*Problem requirements*.
Lines after the one containing "query | dirt ground" are to be omitted; print exactly each line from the start of the records up to and including it.

Excerpts from a dataset:
■ ■ ■ ■
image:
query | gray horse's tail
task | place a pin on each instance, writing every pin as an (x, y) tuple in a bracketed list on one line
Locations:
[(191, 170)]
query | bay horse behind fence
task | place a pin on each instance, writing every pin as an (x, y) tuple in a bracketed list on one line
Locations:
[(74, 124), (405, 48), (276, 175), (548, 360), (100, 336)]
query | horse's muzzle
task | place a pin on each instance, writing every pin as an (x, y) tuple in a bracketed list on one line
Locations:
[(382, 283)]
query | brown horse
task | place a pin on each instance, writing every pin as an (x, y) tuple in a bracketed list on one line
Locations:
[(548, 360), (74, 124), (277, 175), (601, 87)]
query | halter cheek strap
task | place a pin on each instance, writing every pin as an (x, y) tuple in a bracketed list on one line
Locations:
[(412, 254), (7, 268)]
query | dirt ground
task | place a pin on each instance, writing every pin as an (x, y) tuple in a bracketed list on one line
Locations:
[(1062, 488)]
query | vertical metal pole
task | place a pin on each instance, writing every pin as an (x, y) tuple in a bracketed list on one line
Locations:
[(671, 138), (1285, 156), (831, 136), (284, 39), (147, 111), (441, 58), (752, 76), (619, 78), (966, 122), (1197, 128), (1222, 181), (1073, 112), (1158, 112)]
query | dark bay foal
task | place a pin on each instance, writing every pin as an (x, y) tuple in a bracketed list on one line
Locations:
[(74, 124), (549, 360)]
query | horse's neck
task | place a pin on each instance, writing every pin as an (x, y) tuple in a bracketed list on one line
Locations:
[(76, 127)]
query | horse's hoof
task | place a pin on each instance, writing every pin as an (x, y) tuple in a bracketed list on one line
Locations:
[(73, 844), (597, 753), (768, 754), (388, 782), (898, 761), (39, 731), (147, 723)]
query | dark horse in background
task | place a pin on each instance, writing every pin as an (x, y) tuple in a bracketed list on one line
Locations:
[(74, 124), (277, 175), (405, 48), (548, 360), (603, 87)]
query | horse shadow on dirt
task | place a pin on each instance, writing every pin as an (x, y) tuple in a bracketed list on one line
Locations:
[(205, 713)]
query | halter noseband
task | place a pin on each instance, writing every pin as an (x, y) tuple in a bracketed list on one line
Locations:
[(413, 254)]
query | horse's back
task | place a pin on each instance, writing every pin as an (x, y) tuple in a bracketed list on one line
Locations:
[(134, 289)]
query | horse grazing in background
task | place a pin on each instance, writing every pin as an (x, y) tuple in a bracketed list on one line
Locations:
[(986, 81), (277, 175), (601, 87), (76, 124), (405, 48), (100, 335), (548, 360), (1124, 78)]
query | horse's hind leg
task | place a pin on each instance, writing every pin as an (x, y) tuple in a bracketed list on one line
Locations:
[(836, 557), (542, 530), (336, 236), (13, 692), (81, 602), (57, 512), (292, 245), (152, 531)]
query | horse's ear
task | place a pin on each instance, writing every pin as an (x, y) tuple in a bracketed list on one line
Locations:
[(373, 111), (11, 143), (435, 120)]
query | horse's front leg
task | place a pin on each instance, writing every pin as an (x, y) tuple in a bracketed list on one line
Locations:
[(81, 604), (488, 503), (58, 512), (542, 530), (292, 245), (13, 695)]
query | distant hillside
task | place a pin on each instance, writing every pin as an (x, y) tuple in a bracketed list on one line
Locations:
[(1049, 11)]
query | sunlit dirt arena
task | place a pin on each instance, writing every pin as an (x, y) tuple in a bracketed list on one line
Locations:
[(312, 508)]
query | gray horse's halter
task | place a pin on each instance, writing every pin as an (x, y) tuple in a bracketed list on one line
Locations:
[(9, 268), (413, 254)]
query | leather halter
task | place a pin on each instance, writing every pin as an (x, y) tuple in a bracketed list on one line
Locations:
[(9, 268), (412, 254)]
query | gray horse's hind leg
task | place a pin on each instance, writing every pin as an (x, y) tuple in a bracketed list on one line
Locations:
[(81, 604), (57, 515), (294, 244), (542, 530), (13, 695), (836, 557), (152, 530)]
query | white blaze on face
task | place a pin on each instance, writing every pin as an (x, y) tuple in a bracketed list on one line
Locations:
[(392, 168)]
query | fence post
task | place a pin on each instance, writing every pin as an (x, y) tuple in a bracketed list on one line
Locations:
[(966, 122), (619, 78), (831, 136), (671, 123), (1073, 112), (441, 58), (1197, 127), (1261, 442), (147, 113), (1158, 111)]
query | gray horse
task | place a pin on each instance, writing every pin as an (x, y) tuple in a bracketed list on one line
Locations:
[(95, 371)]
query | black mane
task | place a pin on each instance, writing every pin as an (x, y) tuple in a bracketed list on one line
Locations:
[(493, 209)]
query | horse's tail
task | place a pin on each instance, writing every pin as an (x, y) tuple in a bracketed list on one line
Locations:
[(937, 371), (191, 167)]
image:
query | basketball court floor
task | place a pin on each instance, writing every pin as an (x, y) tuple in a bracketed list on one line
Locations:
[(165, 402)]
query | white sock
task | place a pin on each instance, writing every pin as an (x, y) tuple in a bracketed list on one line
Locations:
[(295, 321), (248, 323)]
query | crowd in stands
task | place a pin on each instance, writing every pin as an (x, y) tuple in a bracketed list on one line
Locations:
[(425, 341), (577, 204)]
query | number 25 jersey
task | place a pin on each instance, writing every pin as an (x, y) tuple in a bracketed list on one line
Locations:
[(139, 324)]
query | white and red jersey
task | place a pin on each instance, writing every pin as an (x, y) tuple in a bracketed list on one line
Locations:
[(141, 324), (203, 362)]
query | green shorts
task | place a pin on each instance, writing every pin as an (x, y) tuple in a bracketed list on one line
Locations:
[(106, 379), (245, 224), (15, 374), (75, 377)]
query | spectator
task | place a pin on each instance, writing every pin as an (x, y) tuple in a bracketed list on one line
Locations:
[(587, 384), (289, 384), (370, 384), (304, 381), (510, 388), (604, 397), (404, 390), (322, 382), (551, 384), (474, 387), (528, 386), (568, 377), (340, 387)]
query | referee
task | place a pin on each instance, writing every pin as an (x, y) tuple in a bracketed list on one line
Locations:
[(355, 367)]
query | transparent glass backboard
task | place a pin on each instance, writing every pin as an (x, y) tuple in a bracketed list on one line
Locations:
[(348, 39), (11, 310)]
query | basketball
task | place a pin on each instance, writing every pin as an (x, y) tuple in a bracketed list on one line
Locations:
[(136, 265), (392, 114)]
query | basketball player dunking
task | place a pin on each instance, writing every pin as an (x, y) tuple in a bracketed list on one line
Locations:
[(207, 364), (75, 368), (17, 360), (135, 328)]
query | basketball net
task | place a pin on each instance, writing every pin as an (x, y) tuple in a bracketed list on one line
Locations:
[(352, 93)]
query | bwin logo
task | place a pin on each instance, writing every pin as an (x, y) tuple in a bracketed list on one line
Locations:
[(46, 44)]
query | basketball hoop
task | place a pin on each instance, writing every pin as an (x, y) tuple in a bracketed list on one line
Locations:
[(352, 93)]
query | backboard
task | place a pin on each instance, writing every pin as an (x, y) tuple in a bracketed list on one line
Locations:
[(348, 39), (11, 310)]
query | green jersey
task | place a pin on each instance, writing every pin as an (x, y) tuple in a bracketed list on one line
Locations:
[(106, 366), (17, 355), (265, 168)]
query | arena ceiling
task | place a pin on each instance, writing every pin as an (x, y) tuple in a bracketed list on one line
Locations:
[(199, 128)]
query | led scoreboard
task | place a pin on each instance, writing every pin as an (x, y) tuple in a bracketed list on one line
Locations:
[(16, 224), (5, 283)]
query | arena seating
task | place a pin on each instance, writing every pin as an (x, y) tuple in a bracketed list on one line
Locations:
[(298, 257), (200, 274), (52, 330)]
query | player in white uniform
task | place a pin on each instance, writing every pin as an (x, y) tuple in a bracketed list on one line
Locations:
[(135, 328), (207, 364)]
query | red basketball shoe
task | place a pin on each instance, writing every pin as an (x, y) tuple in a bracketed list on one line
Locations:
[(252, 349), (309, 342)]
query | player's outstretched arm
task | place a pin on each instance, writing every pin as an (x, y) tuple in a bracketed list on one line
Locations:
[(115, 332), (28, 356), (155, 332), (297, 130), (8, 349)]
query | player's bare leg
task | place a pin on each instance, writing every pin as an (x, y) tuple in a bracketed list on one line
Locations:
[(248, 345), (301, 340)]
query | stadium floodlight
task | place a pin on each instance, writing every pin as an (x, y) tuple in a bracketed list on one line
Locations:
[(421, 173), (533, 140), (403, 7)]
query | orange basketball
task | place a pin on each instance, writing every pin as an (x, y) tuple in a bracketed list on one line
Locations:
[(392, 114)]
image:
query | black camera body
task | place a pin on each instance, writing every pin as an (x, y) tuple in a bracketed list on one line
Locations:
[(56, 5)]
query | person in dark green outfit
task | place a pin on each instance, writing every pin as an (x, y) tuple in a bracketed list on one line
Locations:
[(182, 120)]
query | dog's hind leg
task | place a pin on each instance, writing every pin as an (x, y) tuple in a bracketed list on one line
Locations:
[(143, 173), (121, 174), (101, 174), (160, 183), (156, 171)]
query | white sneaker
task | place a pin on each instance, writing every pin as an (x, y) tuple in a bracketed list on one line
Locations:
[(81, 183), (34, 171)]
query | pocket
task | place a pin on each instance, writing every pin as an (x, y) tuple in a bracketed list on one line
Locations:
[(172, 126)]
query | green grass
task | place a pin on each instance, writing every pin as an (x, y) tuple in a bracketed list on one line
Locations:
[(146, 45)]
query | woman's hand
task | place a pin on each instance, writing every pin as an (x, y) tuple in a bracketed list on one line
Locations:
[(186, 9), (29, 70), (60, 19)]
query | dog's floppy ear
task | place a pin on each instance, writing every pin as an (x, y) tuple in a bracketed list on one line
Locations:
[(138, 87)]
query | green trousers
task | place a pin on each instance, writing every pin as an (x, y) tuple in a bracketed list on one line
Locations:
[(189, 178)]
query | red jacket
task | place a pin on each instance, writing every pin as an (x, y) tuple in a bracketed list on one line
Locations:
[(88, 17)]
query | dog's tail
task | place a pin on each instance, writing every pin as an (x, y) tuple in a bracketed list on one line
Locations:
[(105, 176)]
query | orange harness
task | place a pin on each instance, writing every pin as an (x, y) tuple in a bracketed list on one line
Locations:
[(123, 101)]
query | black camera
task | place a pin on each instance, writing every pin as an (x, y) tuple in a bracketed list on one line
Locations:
■ ■ ■ ■
*Solution*.
image:
query | gray horse's tail
task | place a pin on each instance, writing every pin as an (x, y) tuple in a bracketed list on one line
Locations:
[(191, 170)]
query | bay horse behind fence
task | place a pin on each instance, writing every pin as an (x, y) tuple in a bracketed list on one line
Locations:
[(74, 124), (405, 48), (276, 175), (548, 360), (100, 336)]
query | horse's muzzle
task | place a pin on each instance, writing every pin as an (x, y) tuple in a bracketed list on one line
Locations:
[(382, 283)]
query | brown horse
task | place a pin on each instance, writing every pin as an (x, y) tuple in a bracketed list on one line
Locations:
[(548, 360), (74, 124), (277, 175), (601, 87)]
query | halter cheek strap
task | place a pin on each instance, writing every pin as an (x, y) tuple in a bracketed list on one line
Locations:
[(412, 254), (7, 268)]
query | dirt ground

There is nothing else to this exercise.